» **Tasks to carry out**
1 – According to the post responding to Craig Romano, in what year did Goethe write The Sorcerer's Apprentice?
2 – Reproduce everything in the post responding to Craig Romano from "The Sorcerer's Apprentice" down to "he cannot control.".

» **Text extract**

<<<<

It’s Not Your Turn to Hike Anymore, Craig Romano

May 1st, 2015

I need help to respond to one of Pacific Northwest loudest voices in the outdoor community Craig Romano. For those who don’t know, Romano wrote a recent post on The Mountaineers blog titled, “Trails Loved to Death

Let me begin by summoning the great Johann Wolfgang Goethe, who wrote The Sorcerer’s Apprentice in 1797.

In The Sorcerer’s Apprentice an old sorcerer departs his workshop, leaving his apprentice with chores to perform. Tired of fetching water by pail, the apprentice enchants a broom to do the work for him – using magic in which he is not yet fully trained. The floor is soon awash with water, and the apprentice realizes that he cannot stop the broom because he does not know how.

The Sorcerer's Apprentice - Wikipedia

The Sorcerer’s Apprentice – Wikipedia

The apprentice splits the broom in two with an axe, but each of the pieces becomes a whole new broom and takes up a pail and continues fetching water, now at twice the speed. When all seems lost, the old sorcerer returns and quickly breaks the spell. The poem finishes with the old sorcerer’s statement that powerful spirits should only be called by the master himself.

Remember Mickey in Disney’s original Fantasia?


In Germany, we often refer to this poem and it’s well-known line “Die Geister, die ich rief,” which translates to “The spirits that I called.” This is a garbled version of one of Goethe’s lines, to describe a situation where somebody summons help or uses allies that he cannot control.

>>>>

» **Given entries**
<<<<

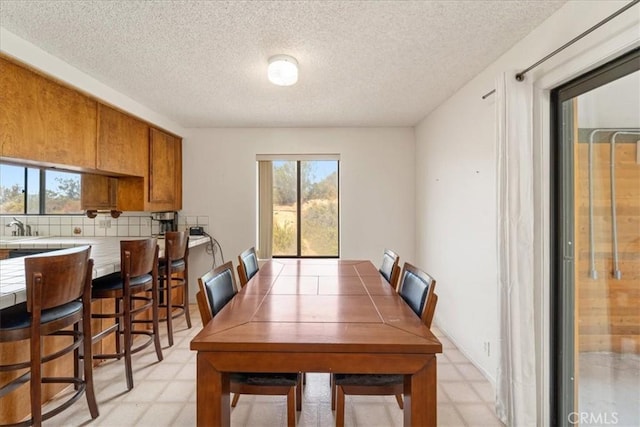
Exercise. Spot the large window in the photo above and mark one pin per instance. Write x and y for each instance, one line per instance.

>>>>
<<<<

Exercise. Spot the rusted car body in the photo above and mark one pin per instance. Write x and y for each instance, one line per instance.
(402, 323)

>>>>
<<<<

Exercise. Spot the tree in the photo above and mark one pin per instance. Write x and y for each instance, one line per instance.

>>>>

» **Solutions below**
1 – 1797

2 –
The Sorcerer's Apprentice - Wikipedia

The Sorcerer’s Apprentice – Wikipedia

The apprentice splits the broom in two with an axe, but each of the pieces becomes a whole new broom and takes up a pail and continues fetching water, now at twice the speed. When all seems lost, the old sorcerer returns and quickly breaks the spell. The poem finishes with the old sorcerer’s statement that powerful spirits should only be called by the master himself.

Remember Mickey in Disney’s original Fantasia?


In Germany, we often refer to this poem and it’s well-known line “Die Geister, die ich rief,” which translates to “The spirits that I called.” This is a garbled version of one of Goethe’s lines, to describe a situation where somebody summons help or uses allies that he cannot control.